## Text
---
First Project: Kaggle’s Titanic

Loading a bunch of stuff

Imports are from my Jupyter notebooks on my PC, in those notebooks I import ‘em all so that later I don’t have to bother with importing things.

# NumPy
import numpy as np

# Dataframe operations
import pandas as pd

# Data visualization
import seaborn as sns
import matplotlib.pyplot as plt

# Scalers
from sklearn.preprocessing import MinMaxScaler
from sklearn.preprocessing import StandardScaler
from sklearn.utils import shuffle

# Models
from sklearn.linear_model import LogisticRegression #logistic regression
from sklearn.linear_model import Perceptron
from sklearn import svm #support vector Machine
from sklearn.ensemble import RandomForestClassifier #Random Forest
from sklearn.neighbors import KNeighborsClassifier #KNN
from sklearn.naive_bayes import GaussianNB #Naive bayes
from sklearn.tree import DecisionTreeClassifier #Decision Tree
from sklearn.model_selection import train_test_split #training and testing data split
from sklearn import metrics #accuracy measure
from sklearn.metrics import confusion_matrix #for confusion matrix
from sklearn.ensemble import VotingClassifier
from sklearn.ensemble import AdaBoostClassifier
from sklearn.neural_network import MLPClassifier

# Cross-validation
from sklearn.model_selection import KFold #for K-fold cross validation
from sklearn.model_selection import cross_val_score #score evaluation
from sklearn.model_selection import cross_val_predict #prediction
from sklearn.model_selection import cross_validate

# GridSearchCV
from sklearn.model_selection import GridSearchCV

#Common Model Algorithms
from sklearn import svm, tree, linear_model, neighbors, naive_bayes, ensemble, discriminant_analysis, gaussian_process

#Common Model Helpers
from sklearn.preprocessing import OneHotEncoder, LabelEncoder
from sklearn import feature_selection
from sklearn import model_selection
from sklearn import metrics

import matplotlib as mpl
import matplotlib.pyplot as plt
import matplotlib.pylab as pylab
import seaborn as sns
from pandas.plotting import scatter_matrix

Loading datasets

train_df = pd.read_csv("../../_data/datasets/titanic/train.csv")
---
## Requirements
1. In the Titanic project text, why does the author import all the libraries at the start of the notebooks?
2. Write the next part of the Titanic project text, picking up right after its final line.
---
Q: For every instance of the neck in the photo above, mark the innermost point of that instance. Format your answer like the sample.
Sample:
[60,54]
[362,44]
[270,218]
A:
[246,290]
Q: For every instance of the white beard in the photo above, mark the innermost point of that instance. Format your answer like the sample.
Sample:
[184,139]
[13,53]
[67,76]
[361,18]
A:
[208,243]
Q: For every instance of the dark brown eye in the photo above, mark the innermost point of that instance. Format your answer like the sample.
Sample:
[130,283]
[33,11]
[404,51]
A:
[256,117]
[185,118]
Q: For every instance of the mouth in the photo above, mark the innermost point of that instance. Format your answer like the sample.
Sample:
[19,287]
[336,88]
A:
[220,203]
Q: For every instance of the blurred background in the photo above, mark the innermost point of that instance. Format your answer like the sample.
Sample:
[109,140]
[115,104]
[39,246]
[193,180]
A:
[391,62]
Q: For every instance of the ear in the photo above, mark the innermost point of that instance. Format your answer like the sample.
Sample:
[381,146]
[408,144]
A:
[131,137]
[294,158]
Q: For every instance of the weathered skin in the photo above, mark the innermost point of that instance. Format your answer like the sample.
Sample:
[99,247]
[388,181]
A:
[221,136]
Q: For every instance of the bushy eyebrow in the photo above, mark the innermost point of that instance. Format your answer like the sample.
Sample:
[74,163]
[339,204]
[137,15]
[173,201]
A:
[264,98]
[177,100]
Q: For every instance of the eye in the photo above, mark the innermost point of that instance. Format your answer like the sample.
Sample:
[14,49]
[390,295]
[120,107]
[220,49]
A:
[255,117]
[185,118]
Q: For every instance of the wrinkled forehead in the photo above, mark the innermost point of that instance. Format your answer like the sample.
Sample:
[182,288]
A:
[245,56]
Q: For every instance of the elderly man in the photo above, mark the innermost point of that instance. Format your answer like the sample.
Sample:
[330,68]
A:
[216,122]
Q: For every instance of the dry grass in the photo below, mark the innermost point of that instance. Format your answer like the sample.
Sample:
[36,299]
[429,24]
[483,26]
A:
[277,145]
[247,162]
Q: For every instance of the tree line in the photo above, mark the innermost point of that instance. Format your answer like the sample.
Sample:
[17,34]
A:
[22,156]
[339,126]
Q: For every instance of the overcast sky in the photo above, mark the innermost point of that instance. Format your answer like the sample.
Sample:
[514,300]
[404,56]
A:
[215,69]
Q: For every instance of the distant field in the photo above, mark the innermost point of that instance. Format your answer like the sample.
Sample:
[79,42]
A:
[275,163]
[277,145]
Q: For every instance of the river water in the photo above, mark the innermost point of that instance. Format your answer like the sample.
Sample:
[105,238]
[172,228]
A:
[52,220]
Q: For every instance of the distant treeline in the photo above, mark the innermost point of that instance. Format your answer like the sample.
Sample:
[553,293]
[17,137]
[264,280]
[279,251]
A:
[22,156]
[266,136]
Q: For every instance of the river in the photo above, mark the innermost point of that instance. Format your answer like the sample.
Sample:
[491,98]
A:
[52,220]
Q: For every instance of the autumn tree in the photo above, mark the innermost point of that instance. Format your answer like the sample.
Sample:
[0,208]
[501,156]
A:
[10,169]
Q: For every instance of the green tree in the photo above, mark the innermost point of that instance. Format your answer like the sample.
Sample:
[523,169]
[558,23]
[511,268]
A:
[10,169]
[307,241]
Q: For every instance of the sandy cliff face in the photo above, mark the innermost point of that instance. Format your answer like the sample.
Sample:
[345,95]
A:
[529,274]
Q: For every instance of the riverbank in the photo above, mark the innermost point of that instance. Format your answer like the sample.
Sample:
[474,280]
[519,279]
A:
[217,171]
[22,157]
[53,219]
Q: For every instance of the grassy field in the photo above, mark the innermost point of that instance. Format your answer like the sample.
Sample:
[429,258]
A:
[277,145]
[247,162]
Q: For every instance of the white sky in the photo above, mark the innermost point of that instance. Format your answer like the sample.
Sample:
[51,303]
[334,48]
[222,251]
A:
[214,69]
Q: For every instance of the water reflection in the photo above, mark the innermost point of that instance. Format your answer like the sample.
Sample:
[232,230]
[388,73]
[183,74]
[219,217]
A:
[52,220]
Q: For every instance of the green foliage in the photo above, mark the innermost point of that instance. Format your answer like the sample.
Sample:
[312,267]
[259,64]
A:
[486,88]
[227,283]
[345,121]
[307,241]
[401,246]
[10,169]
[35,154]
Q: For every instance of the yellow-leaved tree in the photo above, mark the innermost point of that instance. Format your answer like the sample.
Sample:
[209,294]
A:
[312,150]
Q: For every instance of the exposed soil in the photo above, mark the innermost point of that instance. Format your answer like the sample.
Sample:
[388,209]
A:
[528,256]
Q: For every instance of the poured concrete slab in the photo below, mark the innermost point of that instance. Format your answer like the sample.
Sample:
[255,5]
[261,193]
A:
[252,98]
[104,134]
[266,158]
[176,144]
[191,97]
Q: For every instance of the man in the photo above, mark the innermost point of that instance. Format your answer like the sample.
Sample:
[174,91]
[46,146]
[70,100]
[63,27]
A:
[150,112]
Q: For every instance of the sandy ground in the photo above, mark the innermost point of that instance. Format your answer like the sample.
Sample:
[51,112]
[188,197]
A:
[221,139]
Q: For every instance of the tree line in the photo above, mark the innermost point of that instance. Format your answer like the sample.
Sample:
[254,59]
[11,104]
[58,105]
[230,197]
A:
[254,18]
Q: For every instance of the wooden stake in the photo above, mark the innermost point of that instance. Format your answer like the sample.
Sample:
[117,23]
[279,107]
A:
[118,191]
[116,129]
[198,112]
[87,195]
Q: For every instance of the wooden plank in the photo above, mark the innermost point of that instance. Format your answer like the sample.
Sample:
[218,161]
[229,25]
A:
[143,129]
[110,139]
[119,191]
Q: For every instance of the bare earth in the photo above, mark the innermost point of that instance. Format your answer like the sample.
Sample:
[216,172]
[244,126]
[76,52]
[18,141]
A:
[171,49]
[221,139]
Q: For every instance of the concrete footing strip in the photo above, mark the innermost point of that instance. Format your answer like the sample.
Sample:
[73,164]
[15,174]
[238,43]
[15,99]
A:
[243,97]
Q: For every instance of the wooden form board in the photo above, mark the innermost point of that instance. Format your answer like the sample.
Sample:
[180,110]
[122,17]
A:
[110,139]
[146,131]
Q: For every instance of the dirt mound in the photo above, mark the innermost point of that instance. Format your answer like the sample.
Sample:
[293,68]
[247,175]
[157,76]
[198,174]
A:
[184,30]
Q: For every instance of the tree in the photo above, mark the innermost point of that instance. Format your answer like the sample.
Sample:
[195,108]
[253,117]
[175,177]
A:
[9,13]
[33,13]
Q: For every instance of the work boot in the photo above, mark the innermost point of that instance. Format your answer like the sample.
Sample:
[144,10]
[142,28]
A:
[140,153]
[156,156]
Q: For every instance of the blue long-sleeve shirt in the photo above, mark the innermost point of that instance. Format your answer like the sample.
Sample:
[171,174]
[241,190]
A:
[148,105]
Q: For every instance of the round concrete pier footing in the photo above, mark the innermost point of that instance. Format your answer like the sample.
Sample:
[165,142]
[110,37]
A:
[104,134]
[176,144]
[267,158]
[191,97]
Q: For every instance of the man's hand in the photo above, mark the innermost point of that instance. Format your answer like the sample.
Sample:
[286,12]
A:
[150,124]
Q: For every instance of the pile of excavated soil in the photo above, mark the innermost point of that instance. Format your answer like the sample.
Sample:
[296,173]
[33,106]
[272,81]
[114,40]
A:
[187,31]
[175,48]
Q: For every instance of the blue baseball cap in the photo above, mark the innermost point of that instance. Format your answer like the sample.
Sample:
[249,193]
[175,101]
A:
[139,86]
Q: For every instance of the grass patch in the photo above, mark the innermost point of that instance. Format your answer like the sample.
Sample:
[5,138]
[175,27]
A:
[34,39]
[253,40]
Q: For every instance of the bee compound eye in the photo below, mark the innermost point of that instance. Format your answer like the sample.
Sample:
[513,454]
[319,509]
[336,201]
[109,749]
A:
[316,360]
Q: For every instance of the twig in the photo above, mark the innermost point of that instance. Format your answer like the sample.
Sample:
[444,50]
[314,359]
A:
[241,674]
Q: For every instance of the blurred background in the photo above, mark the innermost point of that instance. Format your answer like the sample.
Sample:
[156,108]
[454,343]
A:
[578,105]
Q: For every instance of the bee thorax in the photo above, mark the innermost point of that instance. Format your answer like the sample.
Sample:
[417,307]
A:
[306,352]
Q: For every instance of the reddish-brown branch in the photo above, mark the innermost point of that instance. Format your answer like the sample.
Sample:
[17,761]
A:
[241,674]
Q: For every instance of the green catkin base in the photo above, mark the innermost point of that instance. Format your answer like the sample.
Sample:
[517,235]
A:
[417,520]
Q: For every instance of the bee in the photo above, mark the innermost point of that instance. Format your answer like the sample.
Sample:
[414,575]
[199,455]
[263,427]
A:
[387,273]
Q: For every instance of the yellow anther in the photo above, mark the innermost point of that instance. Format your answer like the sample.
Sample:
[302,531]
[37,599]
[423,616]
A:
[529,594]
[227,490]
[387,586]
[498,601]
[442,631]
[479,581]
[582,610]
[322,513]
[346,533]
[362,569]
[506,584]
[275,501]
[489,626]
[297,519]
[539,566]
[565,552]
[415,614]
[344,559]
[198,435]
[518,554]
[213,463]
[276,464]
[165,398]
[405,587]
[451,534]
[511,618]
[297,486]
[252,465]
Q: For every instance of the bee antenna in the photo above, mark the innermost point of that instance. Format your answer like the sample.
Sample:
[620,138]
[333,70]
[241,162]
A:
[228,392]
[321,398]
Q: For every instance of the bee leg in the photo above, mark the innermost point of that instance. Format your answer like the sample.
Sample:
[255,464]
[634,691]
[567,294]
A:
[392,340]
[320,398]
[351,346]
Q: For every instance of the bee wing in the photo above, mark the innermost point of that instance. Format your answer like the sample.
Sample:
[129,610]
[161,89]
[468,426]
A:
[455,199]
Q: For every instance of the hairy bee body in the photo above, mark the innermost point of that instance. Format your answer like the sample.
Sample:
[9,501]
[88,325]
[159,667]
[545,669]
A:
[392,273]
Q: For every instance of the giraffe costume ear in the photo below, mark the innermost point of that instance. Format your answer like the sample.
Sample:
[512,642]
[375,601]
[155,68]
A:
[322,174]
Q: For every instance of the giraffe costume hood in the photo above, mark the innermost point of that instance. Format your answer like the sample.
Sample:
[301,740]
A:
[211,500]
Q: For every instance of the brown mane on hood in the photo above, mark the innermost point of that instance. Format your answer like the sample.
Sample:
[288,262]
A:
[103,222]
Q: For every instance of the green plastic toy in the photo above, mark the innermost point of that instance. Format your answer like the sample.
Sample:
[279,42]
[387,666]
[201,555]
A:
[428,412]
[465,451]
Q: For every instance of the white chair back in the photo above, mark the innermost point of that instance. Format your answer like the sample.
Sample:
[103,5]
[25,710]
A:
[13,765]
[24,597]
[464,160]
---
## Results of the tasks
1. So that later the author doesn't have to bother with importing things.

2.
test_df = pd.read_csv("../../_data/datasets/titanic/test.csv")
data_df = train_df.append(test_df) # The entire data: train + test.

Engineering features

  • Imputing Age

I make a Title feature for imputing ages more precisely. Median is used because ages distribution is not always normal, so it’s generally preferred over mean. But I don’t think this matters a lot, you can use mean too. I don’t use Title feature for fitting models so it’s discarded.

data_df['Title'] = data_df['Name']
# Cleaning name and extracting Title
for name_string in data_df['Name']:
    data_df['Title'] = data_df['Name'].str.extract('([A-Za-z]+)\.', expand=True)

# Replacing rare titles with more common ones
mapping = {'Mlle': 'Miss', 'Major': 'Mr', 'Col': 'Mr', 'Sir': 'Mr', 'Don': 'Mr', 'Mme': 'Miss',
          'Jonkheer': 'Mr', 'Lady': 'Mrs', 'Capt': 'Mr', 'Countess': 'Mrs', 'Ms': 'Miss', 'Dona': 'Mrs'}
data_df.replace({'Title': mapping}, inplace=True)
titles = ['Dr', 'Master', 'Miss', 'Mr', 'Mrs', 'Rev']
for title in titles:
    age_to_impute = data_df.groupby('Title')['Age'].median()[titles.index(title)]
    data_df.loc[(data_df['Age'].isnull()) & (data_df['Title'] == title), 'Age'] = age_to_impute
# Substituting Age values in TRAIN_DF and TEST_DF:
train_df['Age'] = data_df['Age'][:891]
test_df['Age'] = data_df['Age'][891:]

# Dropping Title feature
data_df.drop('Title', axis = 1, inplace = True)
  • Adding Family_Size

That’s just Parch + SibSp.

data_df['Family_Size'] = data_df['Parch'] + data_df['SibSp']

# Substituting Age values in TRAIN_DF and TEST_DF:
train_df['Family_Size'] = data_df['Family_Size'][:891]
test_df['Family_Size'] = data_df['Family_Size'][891:]
  • Adding Family_Survival

This feature is from S.Xu’s kernel, he groups families and people with the same tickets togerher and researches the info. I’ve cleaned the code a bit but it still does the same, I left it as is. For comments see the original kernel.

data_df['Last_Name'] = data_df['Name'].apply(lambda x: str.split(x, ",")[0])
data_df['Fare'].fillna(data_df['Fare'].mean(), inplace=True)

data_df['Family_Survival'] = DEFAULT_SURVIVAL_VALUE

for grp, grp_df in data_df[['Survived','Name', 'Last_Name', 'Fare', 'Ticket', 'PassengerId',
                           'SibSp', 'Parch', 'Age', 'Cabin']].groupby(['Last_Name', 'Fare']):
    if (len(grp_df) != 1):
        # A Family group is found.
        for ind, row in grp_df.iterrows():
            smax = grp_df.drop(ind)['Survived'].max()
            smin = grp_df.drop(ind)['Survived'].min()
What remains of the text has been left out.